* START MATERIAL FOR THIS TASK *
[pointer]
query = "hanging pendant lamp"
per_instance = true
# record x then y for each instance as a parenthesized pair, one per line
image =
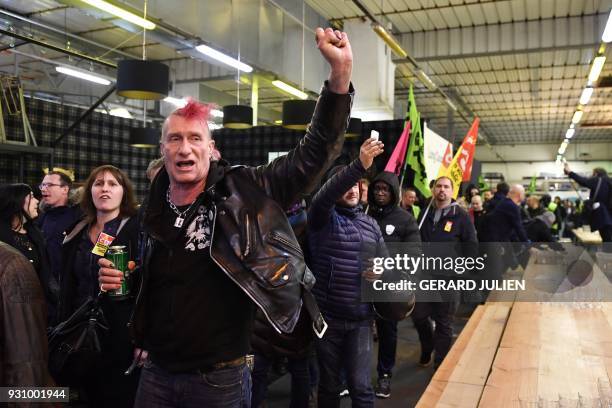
(137, 79)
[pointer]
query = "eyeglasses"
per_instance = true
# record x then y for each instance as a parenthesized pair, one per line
(381, 188)
(47, 185)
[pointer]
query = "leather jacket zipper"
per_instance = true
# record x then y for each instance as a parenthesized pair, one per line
(212, 240)
(247, 249)
(279, 238)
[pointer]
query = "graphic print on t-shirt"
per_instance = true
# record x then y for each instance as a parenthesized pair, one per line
(198, 233)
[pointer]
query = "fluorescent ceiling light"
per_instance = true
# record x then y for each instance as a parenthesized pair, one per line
(178, 102)
(219, 56)
(596, 69)
(289, 89)
(121, 112)
(426, 80)
(586, 95)
(121, 13)
(577, 116)
(82, 75)
(607, 35)
(389, 40)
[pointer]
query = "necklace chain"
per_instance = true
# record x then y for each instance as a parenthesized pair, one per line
(181, 215)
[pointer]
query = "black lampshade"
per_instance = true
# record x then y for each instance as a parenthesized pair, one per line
(144, 137)
(237, 117)
(355, 127)
(138, 79)
(298, 113)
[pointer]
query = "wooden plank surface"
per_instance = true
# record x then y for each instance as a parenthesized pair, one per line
(551, 354)
(460, 379)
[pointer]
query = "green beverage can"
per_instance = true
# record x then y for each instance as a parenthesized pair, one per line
(119, 257)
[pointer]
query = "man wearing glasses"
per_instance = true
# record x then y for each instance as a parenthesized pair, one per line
(58, 215)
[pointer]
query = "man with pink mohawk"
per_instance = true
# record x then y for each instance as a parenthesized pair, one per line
(217, 245)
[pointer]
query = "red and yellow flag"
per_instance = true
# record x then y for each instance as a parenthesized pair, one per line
(460, 168)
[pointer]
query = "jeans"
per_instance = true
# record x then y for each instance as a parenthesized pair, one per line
(346, 344)
(300, 381)
(387, 346)
(224, 388)
(440, 340)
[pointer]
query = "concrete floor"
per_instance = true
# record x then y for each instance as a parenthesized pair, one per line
(409, 380)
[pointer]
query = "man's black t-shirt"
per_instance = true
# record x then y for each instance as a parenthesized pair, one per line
(196, 315)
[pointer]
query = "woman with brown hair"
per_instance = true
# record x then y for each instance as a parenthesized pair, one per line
(109, 208)
(18, 209)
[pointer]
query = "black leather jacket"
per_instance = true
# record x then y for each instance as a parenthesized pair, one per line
(252, 241)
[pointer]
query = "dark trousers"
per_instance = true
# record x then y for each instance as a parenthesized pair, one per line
(346, 344)
(440, 339)
(387, 346)
(300, 381)
(224, 388)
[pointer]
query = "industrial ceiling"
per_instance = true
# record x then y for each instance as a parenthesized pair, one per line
(519, 65)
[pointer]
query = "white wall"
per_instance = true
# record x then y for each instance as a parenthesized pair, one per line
(528, 160)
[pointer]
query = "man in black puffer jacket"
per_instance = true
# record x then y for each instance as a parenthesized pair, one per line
(396, 225)
(443, 222)
(338, 231)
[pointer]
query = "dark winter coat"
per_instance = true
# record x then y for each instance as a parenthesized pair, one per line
(341, 240)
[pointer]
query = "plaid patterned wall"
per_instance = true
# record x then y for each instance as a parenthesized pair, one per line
(103, 139)
(100, 139)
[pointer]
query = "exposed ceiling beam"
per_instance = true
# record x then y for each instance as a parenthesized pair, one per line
(56, 30)
(501, 53)
(419, 9)
(58, 49)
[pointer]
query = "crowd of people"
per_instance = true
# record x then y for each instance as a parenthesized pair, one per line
(227, 262)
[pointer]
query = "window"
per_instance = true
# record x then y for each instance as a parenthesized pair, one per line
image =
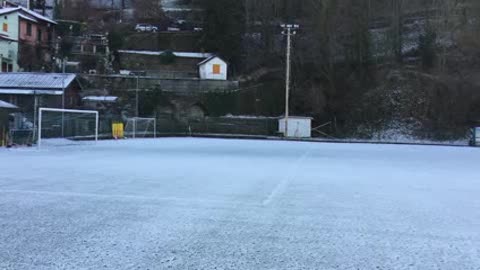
(29, 29)
(216, 69)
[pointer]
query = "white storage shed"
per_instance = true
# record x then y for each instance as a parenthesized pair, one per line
(298, 126)
(213, 68)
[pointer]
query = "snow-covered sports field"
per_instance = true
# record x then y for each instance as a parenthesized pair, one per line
(232, 204)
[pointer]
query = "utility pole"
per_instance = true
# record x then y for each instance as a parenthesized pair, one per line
(63, 97)
(136, 99)
(289, 30)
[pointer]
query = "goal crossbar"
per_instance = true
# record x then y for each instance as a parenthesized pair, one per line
(41, 110)
(134, 123)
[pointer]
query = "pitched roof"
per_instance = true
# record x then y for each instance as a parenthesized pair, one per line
(5, 37)
(101, 98)
(6, 105)
(210, 59)
(4, 11)
(177, 54)
(35, 81)
(26, 17)
(37, 15)
(29, 13)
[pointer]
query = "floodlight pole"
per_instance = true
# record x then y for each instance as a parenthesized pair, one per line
(289, 30)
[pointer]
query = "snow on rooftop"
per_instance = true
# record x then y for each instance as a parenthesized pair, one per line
(101, 98)
(35, 81)
(177, 54)
(6, 105)
(28, 18)
(31, 13)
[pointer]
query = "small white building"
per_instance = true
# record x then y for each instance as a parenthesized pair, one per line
(213, 68)
(298, 126)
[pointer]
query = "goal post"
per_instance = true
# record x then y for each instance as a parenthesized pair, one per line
(141, 127)
(42, 112)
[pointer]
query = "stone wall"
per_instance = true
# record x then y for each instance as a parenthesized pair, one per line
(119, 83)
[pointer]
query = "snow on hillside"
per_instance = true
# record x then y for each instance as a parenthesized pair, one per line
(229, 204)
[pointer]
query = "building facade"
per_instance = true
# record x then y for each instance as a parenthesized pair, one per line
(26, 40)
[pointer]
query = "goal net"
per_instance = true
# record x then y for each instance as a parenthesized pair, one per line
(137, 127)
(65, 127)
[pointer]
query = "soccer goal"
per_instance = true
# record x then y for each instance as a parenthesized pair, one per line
(63, 126)
(138, 127)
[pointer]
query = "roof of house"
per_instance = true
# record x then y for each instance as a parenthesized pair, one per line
(101, 98)
(6, 105)
(38, 16)
(28, 14)
(177, 54)
(27, 17)
(5, 37)
(210, 59)
(35, 81)
(4, 11)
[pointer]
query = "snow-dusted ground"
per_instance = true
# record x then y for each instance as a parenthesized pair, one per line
(230, 204)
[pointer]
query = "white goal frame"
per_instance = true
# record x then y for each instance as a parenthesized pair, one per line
(134, 123)
(41, 110)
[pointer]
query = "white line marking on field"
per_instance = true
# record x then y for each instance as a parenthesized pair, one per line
(282, 186)
(106, 196)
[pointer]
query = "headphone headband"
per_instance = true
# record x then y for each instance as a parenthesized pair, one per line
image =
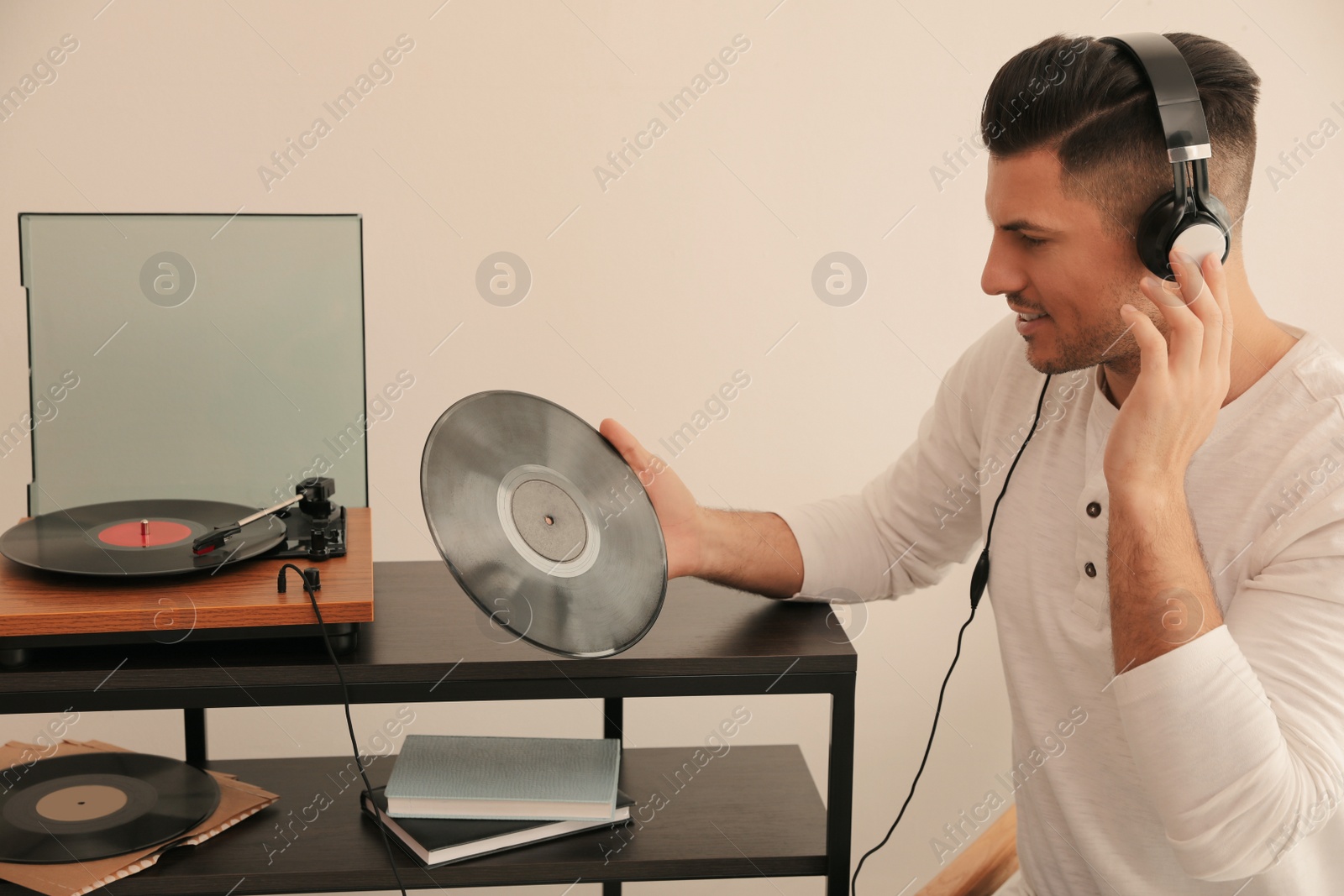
(1178, 97)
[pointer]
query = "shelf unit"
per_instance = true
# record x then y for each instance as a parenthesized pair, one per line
(752, 812)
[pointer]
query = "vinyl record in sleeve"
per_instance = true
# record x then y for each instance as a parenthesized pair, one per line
(89, 806)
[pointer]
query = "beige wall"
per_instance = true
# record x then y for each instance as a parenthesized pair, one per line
(649, 293)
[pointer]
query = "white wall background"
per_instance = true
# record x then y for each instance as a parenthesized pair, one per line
(648, 295)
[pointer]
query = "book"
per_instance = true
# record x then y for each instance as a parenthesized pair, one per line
(441, 841)
(506, 778)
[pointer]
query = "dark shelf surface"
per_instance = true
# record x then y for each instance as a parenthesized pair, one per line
(750, 812)
(430, 642)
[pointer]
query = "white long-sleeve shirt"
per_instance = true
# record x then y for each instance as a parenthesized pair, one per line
(1218, 762)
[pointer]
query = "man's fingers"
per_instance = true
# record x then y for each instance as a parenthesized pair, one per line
(629, 448)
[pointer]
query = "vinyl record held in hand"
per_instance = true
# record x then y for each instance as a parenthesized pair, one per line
(89, 806)
(136, 537)
(543, 524)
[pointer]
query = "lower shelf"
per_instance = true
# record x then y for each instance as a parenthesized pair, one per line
(750, 812)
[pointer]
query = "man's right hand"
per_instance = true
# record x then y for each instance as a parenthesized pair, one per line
(679, 515)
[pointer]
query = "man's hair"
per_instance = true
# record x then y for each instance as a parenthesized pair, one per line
(1090, 103)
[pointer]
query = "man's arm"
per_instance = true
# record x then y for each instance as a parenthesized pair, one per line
(739, 548)
(750, 551)
(1160, 590)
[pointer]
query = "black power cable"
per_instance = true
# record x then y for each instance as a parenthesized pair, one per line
(979, 578)
(344, 691)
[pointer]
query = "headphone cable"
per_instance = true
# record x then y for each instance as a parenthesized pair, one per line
(978, 586)
(349, 726)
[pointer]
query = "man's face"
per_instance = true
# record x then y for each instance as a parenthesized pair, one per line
(1079, 275)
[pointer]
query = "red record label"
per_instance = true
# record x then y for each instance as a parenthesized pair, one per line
(144, 533)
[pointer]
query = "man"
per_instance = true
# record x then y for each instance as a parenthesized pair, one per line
(1168, 563)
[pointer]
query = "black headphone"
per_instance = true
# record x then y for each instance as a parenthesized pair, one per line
(1189, 217)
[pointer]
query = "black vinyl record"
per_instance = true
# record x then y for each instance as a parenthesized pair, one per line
(91, 806)
(543, 524)
(138, 537)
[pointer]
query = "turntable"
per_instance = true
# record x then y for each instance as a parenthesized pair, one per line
(186, 374)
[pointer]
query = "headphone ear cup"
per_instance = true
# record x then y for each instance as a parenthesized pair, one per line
(1200, 235)
(1156, 230)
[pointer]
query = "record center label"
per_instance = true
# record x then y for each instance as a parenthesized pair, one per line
(138, 533)
(81, 802)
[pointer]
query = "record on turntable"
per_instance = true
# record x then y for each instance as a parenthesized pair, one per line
(138, 537)
(89, 806)
(543, 524)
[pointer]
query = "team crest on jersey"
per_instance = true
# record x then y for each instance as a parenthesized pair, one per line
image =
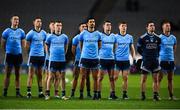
(151, 39)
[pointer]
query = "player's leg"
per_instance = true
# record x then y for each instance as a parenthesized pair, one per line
(99, 82)
(76, 71)
(63, 84)
(161, 73)
(46, 78)
(155, 86)
(170, 84)
(88, 83)
(112, 84)
(125, 83)
(116, 75)
(8, 70)
(46, 73)
(95, 77)
(143, 84)
(160, 77)
(82, 82)
(31, 72)
(49, 80)
(39, 80)
(17, 81)
(56, 84)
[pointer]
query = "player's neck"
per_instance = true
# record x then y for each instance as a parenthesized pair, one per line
(151, 33)
(122, 33)
(58, 33)
(166, 33)
(107, 32)
(14, 26)
(91, 29)
(51, 32)
(38, 29)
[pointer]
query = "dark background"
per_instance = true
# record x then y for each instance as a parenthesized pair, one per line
(73, 12)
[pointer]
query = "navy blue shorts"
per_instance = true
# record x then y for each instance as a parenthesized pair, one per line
(89, 63)
(36, 61)
(57, 66)
(167, 66)
(150, 66)
(107, 64)
(13, 60)
(122, 65)
(46, 66)
(76, 64)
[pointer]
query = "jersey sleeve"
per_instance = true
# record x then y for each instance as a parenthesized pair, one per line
(81, 36)
(132, 41)
(175, 41)
(139, 46)
(45, 35)
(5, 34)
(66, 40)
(23, 35)
(75, 41)
(48, 40)
(29, 35)
(99, 34)
(115, 38)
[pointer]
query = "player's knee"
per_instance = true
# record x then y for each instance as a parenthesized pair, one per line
(100, 78)
(170, 79)
(125, 78)
(143, 80)
(95, 78)
(76, 77)
(111, 78)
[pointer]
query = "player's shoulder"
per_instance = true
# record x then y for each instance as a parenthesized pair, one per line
(129, 35)
(64, 35)
(143, 36)
(43, 32)
(173, 36)
(20, 29)
(7, 30)
(76, 37)
(156, 35)
(31, 31)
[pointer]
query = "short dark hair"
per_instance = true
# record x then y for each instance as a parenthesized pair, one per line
(122, 22)
(148, 22)
(37, 18)
(81, 23)
(51, 22)
(58, 21)
(165, 22)
(90, 19)
(106, 21)
(13, 16)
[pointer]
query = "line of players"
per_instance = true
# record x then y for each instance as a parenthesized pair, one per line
(95, 52)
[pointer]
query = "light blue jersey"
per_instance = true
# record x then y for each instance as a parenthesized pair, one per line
(36, 40)
(75, 42)
(56, 44)
(90, 44)
(107, 47)
(122, 51)
(167, 44)
(47, 56)
(13, 38)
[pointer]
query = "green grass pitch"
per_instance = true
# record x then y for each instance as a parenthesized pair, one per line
(11, 102)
* END MATERIAL FOR THIS TASK *
> WRITTEN REQUEST
Find every line in the rows above that contains the string "wall" and copy each one out in full. Match case exactly.

> SOLUTION TO THE EXERCISE
query = "white wall"
query = "plaid patterned wall"
query = "stone wall"
query = "beige wall"
query = "white wall background"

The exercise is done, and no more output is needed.